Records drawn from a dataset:
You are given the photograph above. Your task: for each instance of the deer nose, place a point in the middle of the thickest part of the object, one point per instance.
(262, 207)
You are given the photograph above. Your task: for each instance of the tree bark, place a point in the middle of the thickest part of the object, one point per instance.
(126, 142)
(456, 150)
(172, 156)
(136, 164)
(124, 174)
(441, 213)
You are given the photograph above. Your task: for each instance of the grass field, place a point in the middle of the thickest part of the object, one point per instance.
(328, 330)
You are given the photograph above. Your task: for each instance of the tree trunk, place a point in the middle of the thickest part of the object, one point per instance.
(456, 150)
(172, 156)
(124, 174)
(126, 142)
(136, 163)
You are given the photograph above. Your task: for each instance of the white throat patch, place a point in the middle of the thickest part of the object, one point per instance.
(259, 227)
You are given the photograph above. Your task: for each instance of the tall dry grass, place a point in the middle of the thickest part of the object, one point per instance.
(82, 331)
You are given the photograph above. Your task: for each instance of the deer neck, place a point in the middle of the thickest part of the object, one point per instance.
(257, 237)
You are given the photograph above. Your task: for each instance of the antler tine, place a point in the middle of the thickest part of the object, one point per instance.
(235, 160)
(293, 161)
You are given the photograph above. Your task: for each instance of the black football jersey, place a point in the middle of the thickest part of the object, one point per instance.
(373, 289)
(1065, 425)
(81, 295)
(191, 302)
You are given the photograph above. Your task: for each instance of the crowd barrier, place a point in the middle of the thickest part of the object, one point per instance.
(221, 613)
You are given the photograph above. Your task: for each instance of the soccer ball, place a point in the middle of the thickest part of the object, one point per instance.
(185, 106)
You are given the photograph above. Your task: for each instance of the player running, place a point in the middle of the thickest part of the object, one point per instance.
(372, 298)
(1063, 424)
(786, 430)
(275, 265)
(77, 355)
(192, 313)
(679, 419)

◆ **What you need to do**
Could you reproduce every record above exactly as it appears?

◆ **Response to this task**
You are given the photograph above. Your task: for each instance of the deer nose, place a point in the middle of the thickest part of the object, one point per instance.
(262, 207)
You are given the photograph above. Your task: for each instance of the tree bark, place a point in the middle of the thickest part of the object, one point per instance.
(126, 142)
(456, 150)
(172, 156)
(136, 164)
(124, 174)
(441, 213)
You are given the photograph above. Your task: for each instance of the grass field, place a point in the middle of the thickest part of the object, one point per instance.
(328, 330)
You are given the photograph above. Your task: for each instance of the tree trunk, place a point in the middle of the thickest part of the object, one point per instance.
(456, 150)
(172, 156)
(124, 174)
(126, 142)
(136, 163)
You are given the photograph above. Your task: for each instance of the white throat patch, place a point in the middle of the thickest part of the object, one point per instance.
(259, 227)
You are given the photograph above. Your task: for each instance of the tall dry grass, place a point in the middle of the thickest part of the object, one point per instance.
(82, 331)
You are given the photograph above. Your task: for each instance of the deer neck, place a point in the middle of the thickest part of the object, one point per instance.
(257, 237)
You are given the photograph above. Your task: for each instance of the antler tine, place a point in the middle of the thickest part of the object, one point per instance.
(235, 160)
(293, 161)
You are given the photograph above. Your task: for each instance of the black football jersey, place a point in the middle of the thickest part of the object, one point per instance.
(373, 289)
(1065, 425)
(81, 295)
(191, 302)
You are given the photograph above. Your task: for each instance of the crowd barrier, place a point in the middle of the thickest part of the object, one point per instance.
(221, 613)
You are given the photograph above. Your task: for each instance of the soccer ball, place a point in the middle of the thickest part of the object, one point per instance.
(185, 106)
You are given the photograph above. Your task: for each instance of the player running, place a point in the middle of the thickest part of the object, one point per instance.
(372, 298)
(1063, 424)
(786, 430)
(275, 265)
(77, 355)
(192, 313)
(679, 419)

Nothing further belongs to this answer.